TASK DIRECTIONS ▸ Output as a numbered list every line of the items below, from the line containing "point: enclosure metal" down to the end of the items, leaving out any blank lines.

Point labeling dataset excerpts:
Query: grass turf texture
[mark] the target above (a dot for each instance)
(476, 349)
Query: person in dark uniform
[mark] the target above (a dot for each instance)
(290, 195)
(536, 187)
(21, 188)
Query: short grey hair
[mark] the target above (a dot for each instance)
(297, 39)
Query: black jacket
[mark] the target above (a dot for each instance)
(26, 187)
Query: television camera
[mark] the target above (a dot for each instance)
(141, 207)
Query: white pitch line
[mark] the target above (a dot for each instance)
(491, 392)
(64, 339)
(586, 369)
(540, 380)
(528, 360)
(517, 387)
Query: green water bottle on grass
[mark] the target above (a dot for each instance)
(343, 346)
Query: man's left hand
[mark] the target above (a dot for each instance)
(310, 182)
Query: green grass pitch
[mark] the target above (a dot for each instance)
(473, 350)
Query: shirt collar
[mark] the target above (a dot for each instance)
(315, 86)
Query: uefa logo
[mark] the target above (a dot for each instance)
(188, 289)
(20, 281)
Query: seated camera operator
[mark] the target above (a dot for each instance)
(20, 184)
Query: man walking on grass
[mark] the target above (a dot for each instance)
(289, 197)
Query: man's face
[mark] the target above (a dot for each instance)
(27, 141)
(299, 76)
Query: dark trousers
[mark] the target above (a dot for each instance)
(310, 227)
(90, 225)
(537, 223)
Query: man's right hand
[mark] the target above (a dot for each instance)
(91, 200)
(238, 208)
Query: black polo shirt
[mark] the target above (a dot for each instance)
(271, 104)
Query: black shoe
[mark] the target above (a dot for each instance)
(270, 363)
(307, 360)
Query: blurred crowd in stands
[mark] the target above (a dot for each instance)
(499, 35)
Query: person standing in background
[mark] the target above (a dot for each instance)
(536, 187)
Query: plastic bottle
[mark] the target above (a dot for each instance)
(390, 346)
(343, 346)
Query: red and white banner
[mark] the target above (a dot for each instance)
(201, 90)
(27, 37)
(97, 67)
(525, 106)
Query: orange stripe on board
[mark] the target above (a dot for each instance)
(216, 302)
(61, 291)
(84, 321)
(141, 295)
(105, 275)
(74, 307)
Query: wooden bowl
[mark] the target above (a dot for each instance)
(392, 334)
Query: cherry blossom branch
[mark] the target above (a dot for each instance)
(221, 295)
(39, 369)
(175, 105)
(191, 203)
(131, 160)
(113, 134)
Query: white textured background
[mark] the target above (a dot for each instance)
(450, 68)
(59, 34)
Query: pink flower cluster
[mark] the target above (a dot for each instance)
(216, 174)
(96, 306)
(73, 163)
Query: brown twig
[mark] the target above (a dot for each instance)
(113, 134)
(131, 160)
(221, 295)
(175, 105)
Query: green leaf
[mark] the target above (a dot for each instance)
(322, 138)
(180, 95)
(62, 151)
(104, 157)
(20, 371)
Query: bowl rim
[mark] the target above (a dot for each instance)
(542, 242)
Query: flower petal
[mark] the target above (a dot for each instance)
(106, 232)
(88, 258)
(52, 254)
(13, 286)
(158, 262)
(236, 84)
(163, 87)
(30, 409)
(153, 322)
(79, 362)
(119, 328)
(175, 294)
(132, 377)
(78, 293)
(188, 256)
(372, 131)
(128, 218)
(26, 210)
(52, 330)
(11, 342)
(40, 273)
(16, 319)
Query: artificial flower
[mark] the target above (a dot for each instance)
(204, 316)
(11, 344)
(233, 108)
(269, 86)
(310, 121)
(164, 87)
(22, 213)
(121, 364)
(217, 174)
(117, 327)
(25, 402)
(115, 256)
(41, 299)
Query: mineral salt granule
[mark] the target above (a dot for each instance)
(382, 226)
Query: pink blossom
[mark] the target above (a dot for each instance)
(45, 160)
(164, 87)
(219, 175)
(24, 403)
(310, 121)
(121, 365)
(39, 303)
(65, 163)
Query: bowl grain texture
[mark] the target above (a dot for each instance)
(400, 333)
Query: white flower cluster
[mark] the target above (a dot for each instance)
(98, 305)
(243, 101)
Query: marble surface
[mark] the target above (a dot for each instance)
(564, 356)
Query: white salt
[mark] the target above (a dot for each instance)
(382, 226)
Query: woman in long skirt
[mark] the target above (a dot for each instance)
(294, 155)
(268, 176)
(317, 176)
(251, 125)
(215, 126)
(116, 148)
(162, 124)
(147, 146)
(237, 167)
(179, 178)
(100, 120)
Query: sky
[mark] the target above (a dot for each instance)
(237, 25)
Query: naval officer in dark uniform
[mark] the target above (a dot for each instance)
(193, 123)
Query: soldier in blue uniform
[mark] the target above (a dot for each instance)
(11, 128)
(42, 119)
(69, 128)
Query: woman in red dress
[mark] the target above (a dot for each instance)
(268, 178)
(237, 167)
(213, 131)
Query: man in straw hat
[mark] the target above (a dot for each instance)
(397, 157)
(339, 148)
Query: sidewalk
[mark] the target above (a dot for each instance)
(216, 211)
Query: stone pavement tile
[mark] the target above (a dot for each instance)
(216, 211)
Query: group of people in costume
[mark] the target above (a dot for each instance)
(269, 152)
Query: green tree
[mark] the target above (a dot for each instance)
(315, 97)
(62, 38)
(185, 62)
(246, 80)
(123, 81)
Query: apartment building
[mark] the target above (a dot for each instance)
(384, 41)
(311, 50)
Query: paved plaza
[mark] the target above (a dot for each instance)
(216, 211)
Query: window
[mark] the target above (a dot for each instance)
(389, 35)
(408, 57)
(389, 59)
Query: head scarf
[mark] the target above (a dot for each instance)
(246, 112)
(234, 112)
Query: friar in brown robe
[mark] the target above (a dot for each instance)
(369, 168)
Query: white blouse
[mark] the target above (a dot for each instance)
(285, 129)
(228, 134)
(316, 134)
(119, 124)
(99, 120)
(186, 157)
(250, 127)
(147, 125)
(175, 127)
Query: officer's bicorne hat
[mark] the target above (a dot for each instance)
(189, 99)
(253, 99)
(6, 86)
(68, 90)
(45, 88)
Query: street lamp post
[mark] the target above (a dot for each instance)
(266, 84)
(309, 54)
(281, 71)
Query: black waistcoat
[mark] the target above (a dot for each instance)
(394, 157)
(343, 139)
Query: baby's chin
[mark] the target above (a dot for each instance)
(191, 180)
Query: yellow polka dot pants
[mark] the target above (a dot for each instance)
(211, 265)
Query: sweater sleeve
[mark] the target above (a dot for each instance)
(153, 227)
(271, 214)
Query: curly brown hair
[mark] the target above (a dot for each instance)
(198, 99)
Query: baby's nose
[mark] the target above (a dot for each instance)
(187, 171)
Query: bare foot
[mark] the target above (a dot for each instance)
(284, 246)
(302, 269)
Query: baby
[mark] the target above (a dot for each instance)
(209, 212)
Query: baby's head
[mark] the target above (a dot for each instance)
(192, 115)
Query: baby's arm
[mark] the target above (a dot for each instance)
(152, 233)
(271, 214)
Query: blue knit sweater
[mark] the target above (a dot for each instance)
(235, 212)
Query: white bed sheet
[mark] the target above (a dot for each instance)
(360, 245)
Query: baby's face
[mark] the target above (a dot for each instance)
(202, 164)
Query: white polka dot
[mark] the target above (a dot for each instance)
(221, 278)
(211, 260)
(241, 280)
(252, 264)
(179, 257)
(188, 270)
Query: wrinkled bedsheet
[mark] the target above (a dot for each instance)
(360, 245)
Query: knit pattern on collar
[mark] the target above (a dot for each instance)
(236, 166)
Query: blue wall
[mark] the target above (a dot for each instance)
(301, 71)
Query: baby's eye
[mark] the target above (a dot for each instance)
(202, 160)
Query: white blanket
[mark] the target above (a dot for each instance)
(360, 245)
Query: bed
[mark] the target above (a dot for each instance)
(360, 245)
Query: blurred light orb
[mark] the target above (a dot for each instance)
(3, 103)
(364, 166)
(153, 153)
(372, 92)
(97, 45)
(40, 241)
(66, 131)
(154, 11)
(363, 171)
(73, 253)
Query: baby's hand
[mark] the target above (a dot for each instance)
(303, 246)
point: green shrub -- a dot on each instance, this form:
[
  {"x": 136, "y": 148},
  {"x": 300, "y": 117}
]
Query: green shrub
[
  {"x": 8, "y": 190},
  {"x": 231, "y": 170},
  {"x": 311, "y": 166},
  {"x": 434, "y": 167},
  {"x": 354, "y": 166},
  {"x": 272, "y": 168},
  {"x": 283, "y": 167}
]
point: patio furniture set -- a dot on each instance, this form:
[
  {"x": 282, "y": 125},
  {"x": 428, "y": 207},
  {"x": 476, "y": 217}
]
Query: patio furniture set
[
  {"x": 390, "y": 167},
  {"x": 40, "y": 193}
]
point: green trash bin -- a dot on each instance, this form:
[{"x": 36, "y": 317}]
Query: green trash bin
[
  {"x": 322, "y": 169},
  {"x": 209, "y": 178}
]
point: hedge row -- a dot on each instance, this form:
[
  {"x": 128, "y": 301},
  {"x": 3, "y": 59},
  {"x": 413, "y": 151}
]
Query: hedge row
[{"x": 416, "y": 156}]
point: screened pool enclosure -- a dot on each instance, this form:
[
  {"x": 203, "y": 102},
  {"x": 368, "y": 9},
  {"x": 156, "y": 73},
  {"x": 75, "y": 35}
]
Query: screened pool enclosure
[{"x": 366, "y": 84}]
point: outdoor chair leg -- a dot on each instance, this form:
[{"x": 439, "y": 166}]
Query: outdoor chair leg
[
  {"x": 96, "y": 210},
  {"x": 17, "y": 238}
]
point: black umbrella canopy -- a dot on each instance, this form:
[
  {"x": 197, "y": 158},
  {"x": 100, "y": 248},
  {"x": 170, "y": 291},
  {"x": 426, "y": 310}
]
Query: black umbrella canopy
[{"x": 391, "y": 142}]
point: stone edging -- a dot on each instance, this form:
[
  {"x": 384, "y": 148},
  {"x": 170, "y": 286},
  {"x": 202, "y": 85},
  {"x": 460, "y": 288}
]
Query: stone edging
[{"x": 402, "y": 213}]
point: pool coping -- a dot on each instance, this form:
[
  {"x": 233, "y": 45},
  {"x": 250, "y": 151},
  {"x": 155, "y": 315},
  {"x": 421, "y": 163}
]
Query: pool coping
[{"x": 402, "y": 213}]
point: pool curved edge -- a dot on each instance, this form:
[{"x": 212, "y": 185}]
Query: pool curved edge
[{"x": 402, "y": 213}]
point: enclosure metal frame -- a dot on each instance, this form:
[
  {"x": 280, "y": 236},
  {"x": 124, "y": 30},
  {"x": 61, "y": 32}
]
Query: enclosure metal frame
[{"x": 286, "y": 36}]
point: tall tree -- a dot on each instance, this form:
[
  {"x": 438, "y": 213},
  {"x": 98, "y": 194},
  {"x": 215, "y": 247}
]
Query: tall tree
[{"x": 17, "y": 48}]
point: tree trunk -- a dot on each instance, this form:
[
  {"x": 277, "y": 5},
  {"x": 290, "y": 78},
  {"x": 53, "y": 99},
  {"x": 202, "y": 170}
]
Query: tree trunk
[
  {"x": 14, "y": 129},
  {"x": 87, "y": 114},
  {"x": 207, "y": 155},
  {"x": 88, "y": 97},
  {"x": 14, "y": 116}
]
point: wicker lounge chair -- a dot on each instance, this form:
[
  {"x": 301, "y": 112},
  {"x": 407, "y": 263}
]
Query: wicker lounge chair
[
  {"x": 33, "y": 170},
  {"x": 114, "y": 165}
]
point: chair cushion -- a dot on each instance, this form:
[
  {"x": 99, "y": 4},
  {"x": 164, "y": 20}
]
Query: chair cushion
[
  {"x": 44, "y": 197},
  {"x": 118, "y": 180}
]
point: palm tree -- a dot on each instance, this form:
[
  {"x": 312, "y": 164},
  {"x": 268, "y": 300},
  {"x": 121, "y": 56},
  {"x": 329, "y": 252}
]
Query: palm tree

WRITTEN SOLUTION ▸
1. point: enclosure metal frame -- a dot on each instance, this form:
2. [
3.   {"x": 280, "y": 236},
4.   {"x": 124, "y": 30},
5.   {"x": 61, "y": 32}
6. ]
7. Query: enclosure metal frame
8. [{"x": 286, "y": 36}]
9. point: tall tree -- a dot on each instance, this form:
10. [
11.   {"x": 438, "y": 213},
12.   {"x": 98, "y": 194},
13.   {"x": 215, "y": 247}
14. ]
15. Query: tall tree
16. [{"x": 17, "y": 48}]
17. point: tree trunk -- a dot on each instance, this form:
18. [
19.   {"x": 277, "y": 5},
20.   {"x": 290, "y": 78},
21.   {"x": 53, "y": 99},
22.   {"x": 202, "y": 170}
23. ]
24. Query: tree trunk
25. [
26.   {"x": 14, "y": 129},
27.   {"x": 87, "y": 114},
28.   {"x": 207, "y": 155},
29.   {"x": 88, "y": 97},
30.   {"x": 14, "y": 116}
31. ]
32. point: wicker lounge chair -- a dot on each instance, this form:
33. [
34.   {"x": 301, "y": 112},
35.   {"x": 407, "y": 263}
36. ]
37. Query: wicker lounge chair
38. [
39.   {"x": 33, "y": 170},
40.   {"x": 114, "y": 165}
41. ]
42. point: chair cushion -- a dot on each instance, this form:
43. [
44.   {"x": 99, "y": 4},
45.   {"x": 164, "y": 20}
46. ]
47. Query: chair cushion
48. [
49.   {"x": 44, "y": 197},
50.   {"x": 118, "y": 180}
51. ]
52. point: palm tree -- a dot on each instance, this form:
53. [
54.   {"x": 312, "y": 164},
55.   {"x": 268, "y": 300},
56.   {"x": 121, "y": 56},
57.   {"x": 329, "y": 252}
58. ]
59. Query: palm tree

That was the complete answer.